▶ TEXT SECTION
.....

Mix soup, 1/2 cup sour cream, chicken and veggies in a 9x9 pan. Mix baking mix, milk, and 1/4 cup sour cream. Stir till dough is stiff. Drop 6 mounds over the chicken mixture. Bake 375* for 35 minutes.

Honey Ginger Marinade

Chicken breasts or Pork chops
2 tbsp honey
3 tbsp soy sauce
2 tsp ground ginger

Mix together. Marinade over night or at least 2 hours. Cook at 350* for 25 minutes.

Japanese Chicken

Chicken breast
3/4 cup sugar
1/4 cup pineapple juice
1/2 tsp salt
1 tbsp ketchup
1 tsp soy sauce
1/4 cup vinegar

Whisk everything together. Pour over chicken breast. Bake at 375* for 30 minutes.

South of the Boarder Chicken and Pasta Skillet

2 cups pasta uncook
1 lb chicken breast cut into bite side pieces
1 jar salsa
1 package of frozen corn
4 oz cream cheese
1/4 tsp chilli powder
1 cup mexican cheese

Cook pasta, meanwhile cook and stir chicken in large skillet for 6 minutes. Add salsa, corn, cream cheese and chilli powder. Simmer for 6 minutes. Drain pasta add to chicken mixture. Top with cheese.

White Chilli

1 lb chicken breast cubed
1 cup onion chopped
2 cloves garlic chopped
2 cans Great Northern White Beans
1 can green chilli
1/2 cup chicken broth
1 tbsp diced jalepenos
2 tsp ground cumin
1/2 tsp oregano

Put all ingredients in the slow cook. Cook on low for 6 to 8 hours.

Pizza Casserole

1package pepperoni
1  cup of pizza sauce
1 1/2 cup shredded mozzarella cheese
1 can biscuits

Preheat oven to 400* Cut the biscuits into quarters. Lay them on the bottom of a 9X13 pan. Pour the pizza sauce over the biscuits. Layer the pepperoni. Sprinkle the cheese.  Bake for 15 minutes.

Abney Taco Salad

1 lb hamburger
2 tomatoes chopped
1 head lettuce shredded
2 can ranch style beans drained
1 bottle catalina dressing
1 package taco seasoning
1/2 lb shredded cheese
1 back nacho chips
sour cream

Brown hamburger, season with taco seasoning. Mix lettuce, beans, tomatoes, cheese, dressing and meat. Crush chips in bowl and mix. Top with sour cream.

.....

▶ EXTRACTED ENTRIES
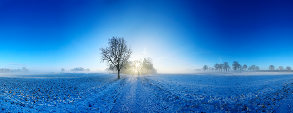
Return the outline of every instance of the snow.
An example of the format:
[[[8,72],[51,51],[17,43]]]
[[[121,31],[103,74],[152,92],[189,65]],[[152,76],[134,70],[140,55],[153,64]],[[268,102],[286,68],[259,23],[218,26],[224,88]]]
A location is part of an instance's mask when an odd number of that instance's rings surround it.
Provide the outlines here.
[[[0,74],[0,112],[290,113],[293,74]]]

.....

▶ AIM A
Rescale the listing in Block 1 by repeating all its lines, requests included. Multiply every coordinate in the answer outlines by 0.3 and round each result to a whole number, with halves rounded up. Leave the requests and their format samples unchanged, and omit the pictures.
▶ AIM B
Pick up the recipe collection after its final line and continue it.

▶ TASK RESULT A
Return the outline of every instance of the snow.
An example of the format:
[[[8,72],[51,51],[17,43]]]
[[[121,31],[103,74],[152,92],[189,65]],[[152,76],[134,70],[140,55],[153,64]],[[268,102],[286,68],[259,23],[218,26],[224,88]]]
A location is part of an instance's mask when an odd number of that instance's rings surround it.
Provide the outlines here.
[[[0,22],[0,34],[87,34],[88,22]]]

▶ TASK RESULT B
Sloppy Taco

1 lb ground beef
1 jar salsa
1 package hamburger buns

Brown the beef. Stir in salsa. Cool until hot. Fill bun with meat. Top with cheese.

Meatballs

2 lbs ground beef or sausage
1 package stuffing
1 1/4 cup water
2 eggs

Mix ingredients until blended. Shape into balls. Bake at 400* for 16-18 minutes.

Mini Meatloaf

1 lb ground beef
1 package stuffing
1 cup water

Mix meat, stuffing, and water. Press into 12 cup muffin pan. Bake at 375* for 30 minutes.

Lasagna

lasagna noodles
3/4 tsp oregano
1 cup cottage cheese
32 oz tomato sauce
1 lb ground beef
16 oz mozzarella

Cook noodles. Add oregano to the sauce with browned beef. Layer 1/2 noodle, 1/2 cottage cheese, 1/2 mozzarella and 1/2 sauce. Repeat. Cover with cheese. Bake at 375* for 30 minutes.

Slow Cooker BBQ Pork Sandwhich

2 lb pork shoulder
3 onions slices
1/2 cup BBQ sauce
8 rolls
8 slices of cheese

Place meat in slow cooker. Top with onions and BBQ sauce. Cook on low for 8 hours. Remove meat cut off fat. Shred, and mix with sauce. Place on rolls, top with cheese.

Tuesday, June 7, 2011

Pizza Puffs

3/4 cup flour
3/4 tsp baking powder
3/4 cup milk
1 egg
1 cup shredded cheese
1 cup pepperoni

Whisk flour, baking powder, milk and eggs together. Mix in cheese and pepperoni. Let stand for 10 minutes. Stir batter pour into cupcake cups. Bake at 375* for 25 minutes.

Waldorf Salad

2 cups apples
1/4 cup celery
1/4 cup raisins
1/3 cup whip cream
1 1/2 tsp lemon juice
1/2 cup walnuts
1/2 cup grapes
1/3 cup whip topping
1/4 cup mayo

Mix everything expect whip topping and mayo. Mix whip topping and mayo. Mix the mayo mixture over the fruit. Chill

Cheesy Broccoli Potato Soup

1 bunch of broccoli
1 onion chopped
1 large red potato
2 cup milk
1 cup shredded cheese
4 cup water
1 tbsp oil

Peel the broccoli and cut boil in a large pot with 4 cups of water about 10 minutes. Heat oil in skillet with onion and potatoes until tender about 15 minutes. Put into pot with broccoli, add milk. Season with salt and pepper. Top with cheese.

Chocolate Chip Cookies in a Jar

1/2 cup sugar
1/2 cup pecans
1 cup chocolate chips
1 cup brown sugar
2 1/2 cup flour mixed with 1 tsp baking soda, and 1/4 tsp salt

Layer ingredients in order given in a 1 qt jar. Press each layer firmly in place before adding next layer. Place lid and tie directions to lid.

Print this on a piece of paper.

1. Empty jar of cookies mix into a large mixing bowl.
2. Add: 1 1/2 sticks of butter, 1 egg and 1 tsp vanilla
3. Mix until blended.
4. Bake at 350* for 10 minutes.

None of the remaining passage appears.